Early modern audiences had access to linguistic and cultural signified that we do not, and given this reality, a certain amount of rescripting is to be expected, but when the process is initiated it is possible to go too far. Directors may be too quick to cut through rather than solve the problem, and it is worth considering whether these plays can still speak to audiences on their own terms: "do they reveal something distinctive about their world or is the goal to adapt them so that they reveal (or appear to reveal) something pointed about ours" (63)?

Analysis

Largely a re-hash of the first chapter, citing different examples, and calling attention to the fact that directors may be less intimidated to rescript works that are not Shakespeare's. What Dessen seems to be getting at is that there is a fine line between editing and adapting a work for the stage, and despite his claim to trust actors and directors in the first chapter, he very clearly finds problems with some of the productions that strike him more as adaptations. His final note, asking the question "why stage them at all" could be taken either as philosophical meditation or as something more passive-aggressive. Ultimately, though, I think that is a good question for any director to ask before tackling a project that will require changing the through line of the play.

For my part, I think my edits to Merry Devil were conservative enough that I would have fallen into the category of mild rescripting as opposed to out and out adaptation, but some other plays I've worked on (most notably Macbeth and The Tempest with the Bakerloo Theatre Project) were decidedly on the heavy adaptation side of Dessen's line. Audiences tended to respond well to these productions, and the new through lines created have had a tendency to illuminate parts of the script that might otherwise go unnoticed to a modern audience. That is where I see a real strength to adaptation: illuminating some of the dark corners of these works.

**To do**
• a. Copy the passage on rescripting between "For my part, I" and "of these works.", inclusive, replacing "Macbeth" with "Hamlet".
• b. Answer these questions using the passage on rescripting:
(i) What page number is cited after the quoted question in the first paragraph?
(ii) Which two plays does the writer mention working on with the Bakerloo Theatre Project?
(iii) What final question from Dessen does the analysis quote?
The material that comes next is drawn from a separate source.

**Information shown**
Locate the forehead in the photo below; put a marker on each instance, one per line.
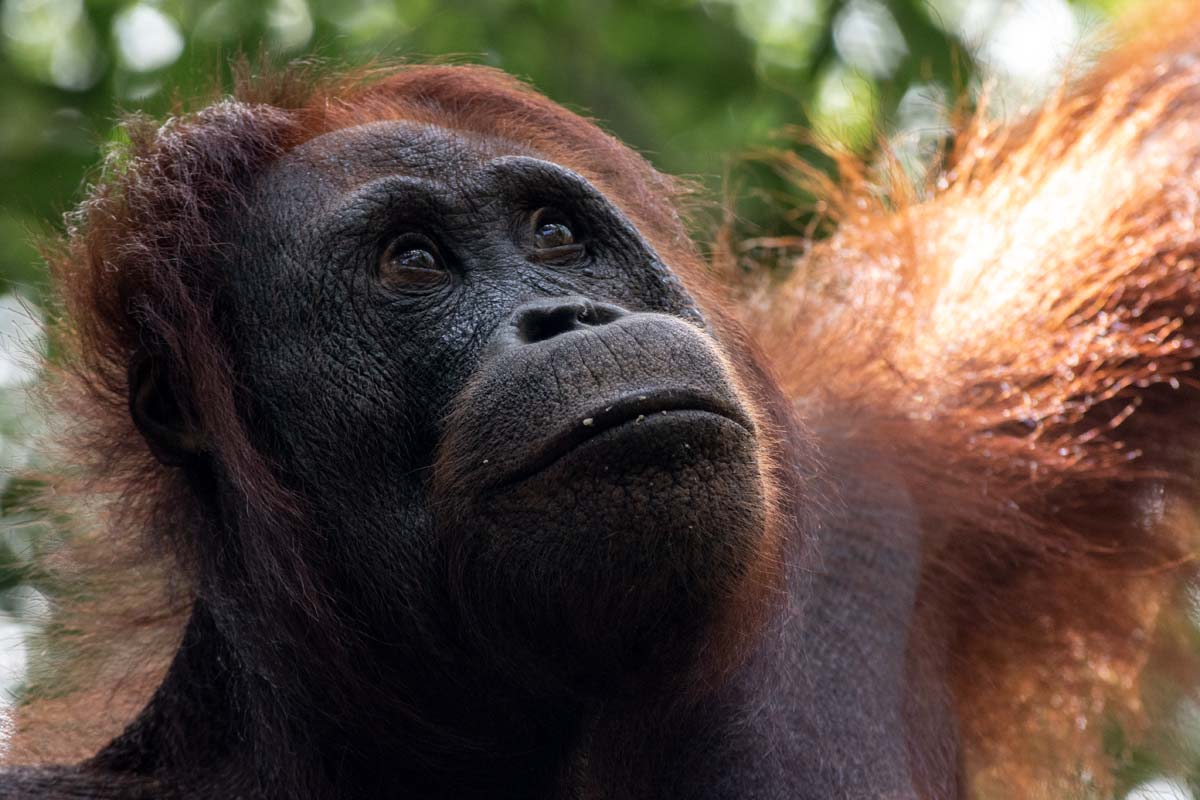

**Exercise results**
• a.
For my part, I think my edits to Merry Devil were conservative enough that I would have fallen into the category of mild rescripting as opposed to out and out adaptation, but some other plays I've worked on (most notably Hamlet and The Tempest with the Bakerloo Theatre Project) were decidedly on the heavy adaptation side of Dessen's line. Audiences tended to respond well to these productions, and the new through lines created have had a tendency to illuminate parts of the script that might otherwise go unnoticed to a modern audience. That is where I see a real strength to adaptation: illuminating some of the dark corners of these works.

• b.
(i) 63
(ii) Macbeth and The Tempest
(iii) "why stage them at all"